■ TASK REQUIREMENTS ■
Every entry, exactly as given, must be retyped.

■ MATERIAL FOR THIS TASK ■

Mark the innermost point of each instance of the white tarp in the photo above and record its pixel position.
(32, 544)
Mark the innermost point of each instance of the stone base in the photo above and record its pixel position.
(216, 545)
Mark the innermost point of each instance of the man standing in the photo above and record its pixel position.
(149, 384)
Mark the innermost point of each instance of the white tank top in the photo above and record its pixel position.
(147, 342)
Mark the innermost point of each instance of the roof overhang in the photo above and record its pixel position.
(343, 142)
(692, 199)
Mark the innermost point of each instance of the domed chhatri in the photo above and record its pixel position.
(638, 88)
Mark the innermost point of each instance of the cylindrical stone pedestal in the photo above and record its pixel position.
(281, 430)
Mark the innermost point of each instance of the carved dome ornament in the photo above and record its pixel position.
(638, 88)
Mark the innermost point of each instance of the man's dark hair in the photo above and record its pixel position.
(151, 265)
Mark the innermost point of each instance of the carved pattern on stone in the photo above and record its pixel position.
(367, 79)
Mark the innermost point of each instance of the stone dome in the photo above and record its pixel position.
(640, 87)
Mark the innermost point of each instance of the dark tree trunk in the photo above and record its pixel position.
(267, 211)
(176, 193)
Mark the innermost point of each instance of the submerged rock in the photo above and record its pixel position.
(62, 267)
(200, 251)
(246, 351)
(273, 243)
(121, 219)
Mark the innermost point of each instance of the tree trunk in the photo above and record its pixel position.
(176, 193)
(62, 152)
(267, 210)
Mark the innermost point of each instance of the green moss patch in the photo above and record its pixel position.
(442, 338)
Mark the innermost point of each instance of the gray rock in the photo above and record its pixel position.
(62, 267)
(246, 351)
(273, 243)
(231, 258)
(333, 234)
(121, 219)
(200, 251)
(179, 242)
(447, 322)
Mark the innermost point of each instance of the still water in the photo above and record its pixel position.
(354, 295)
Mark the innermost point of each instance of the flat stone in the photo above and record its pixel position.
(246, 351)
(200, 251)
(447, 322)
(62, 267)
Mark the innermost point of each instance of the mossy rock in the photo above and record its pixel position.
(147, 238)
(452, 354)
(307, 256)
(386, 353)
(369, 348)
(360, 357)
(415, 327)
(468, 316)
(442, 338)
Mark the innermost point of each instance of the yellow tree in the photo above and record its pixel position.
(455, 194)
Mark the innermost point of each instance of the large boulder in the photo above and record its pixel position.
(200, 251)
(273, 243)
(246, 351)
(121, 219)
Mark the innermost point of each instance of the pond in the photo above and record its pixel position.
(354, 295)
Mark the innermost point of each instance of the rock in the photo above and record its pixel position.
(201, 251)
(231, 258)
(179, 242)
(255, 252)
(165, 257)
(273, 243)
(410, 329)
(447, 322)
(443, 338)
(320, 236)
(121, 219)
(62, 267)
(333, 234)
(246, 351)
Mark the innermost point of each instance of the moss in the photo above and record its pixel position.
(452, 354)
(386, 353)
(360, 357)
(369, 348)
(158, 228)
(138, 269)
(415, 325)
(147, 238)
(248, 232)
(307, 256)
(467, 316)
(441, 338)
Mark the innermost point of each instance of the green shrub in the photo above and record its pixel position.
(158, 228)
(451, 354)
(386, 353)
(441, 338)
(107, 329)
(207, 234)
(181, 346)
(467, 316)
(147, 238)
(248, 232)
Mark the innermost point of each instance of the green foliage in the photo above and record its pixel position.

■ TASK RESPONSE ■
Mark the innermost point of each instance of the white tarp in the photo above and record its pixel position.
(32, 544)
Mark the innermost point of each instance of the stone base in the photo above and record its pixel position.
(216, 545)
Mark the innermost point of each instance of the man standing in the photo above and record its pixel position.
(149, 384)
Mark the innermost point of each instance of the white tank top in the photo above and record its pixel position.
(147, 342)
Mark the innermost point of each instance of the roof overhang in the photo above and record its pixel position.
(343, 142)
(692, 199)
Mark the innermost point of each instance of the domed chhatri in the photo above and record its pixel position.
(638, 88)
Mark the innermost point of each instance of the cylindrical stone pedestal in the photo above and record its pixel position.
(281, 430)
Mark the innermost point of each instance of the carved dome ornament in the photo above and record its pixel position.
(638, 88)
Mark the innermost point of each instance of the man's dark hair in the photo above and record its pixel position.
(151, 265)
Mark the innermost point of each instance of the carved pattern on stone in the photo above and record its pixel position.
(367, 79)
Mark the innermost point of each instance of the stone dome in the photo above and record its pixel position.
(640, 87)
Mark the innermost point of each instance of the dark tree trunk in the photo above and record its pixel position.
(267, 211)
(176, 193)
Mark the innermost point of each instance of the submerged rock in the photo above and record its pixel position.
(62, 267)
(200, 251)
(246, 351)
(273, 243)
(121, 219)
Mark the innermost point of each instance of the tree trunk in the photo above and record its pixel position.
(176, 193)
(62, 152)
(267, 210)
Mark the innermost point of each instance of the green moss patch in the photo above and record its pixel position.
(442, 338)
Mark the innermost point of each instance of the gray rock in the photo above and record its pixel position.
(62, 267)
(246, 351)
(273, 243)
(231, 258)
(333, 234)
(121, 219)
(200, 251)
(179, 242)
(447, 322)
Mark the innermost point of each instance of the still water in the photo above and record its pixel position.
(354, 295)
Mark the innermost point of each instance of the flat stone in the photo above and record its pixel position.
(246, 351)
(200, 251)
(447, 322)
(62, 267)
Mark the innermost point of each instance of the mossy rock in the photo above and record its pixel position.
(147, 238)
(452, 354)
(307, 256)
(386, 353)
(369, 348)
(360, 357)
(415, 327)
(468, 316)
(442, 338)
Mark the innermost point of each instance of the yellow tree in the photo above and record its pixel position.
(455, 194)
Mark the innermost point of each instance of the large boulder in the photo above and record its pixel position.
(200, 251)
(273, 243)
(246, 351)
(121, 219)
Mark the innermost point of each instance of the pond in the photo above and record its pixel position.
(354, 295)
Mark the innermost point of each instance of the rock in the photo above and record its pixel position.
(201, 251)
(231, 258)
(179, 242)
(255, 252)
(165, 257)
(273, 243)
(410, 329)
(447, 322)
(443, 338)
(320, 236)
(121, 219)
(62, 267)
(333, 234)
(246, 351)
Mark the innermost point of each instance of the moss in the photo above and record its pixel position.
(452, 354)
(386, 353)
(360, 357)
(369, 348)
(158, 228)
(138, 269)
(415, 325)
(147, 238)
(248, 232)
(307, 256)
(467, 316)
(441, 338)
Mark the innermost point of each instance of the green shrub in the photo above and record its pixel position.
(158, 228)
(451, 354)
(386, 353)
(441, 338)
(107, 329)
(207, 234)
(181, 346)
(467, 316)
(147, 238)
(248, 232)
Mark the innermost point of each instance of the green foliage in the photo above and record its pixel position.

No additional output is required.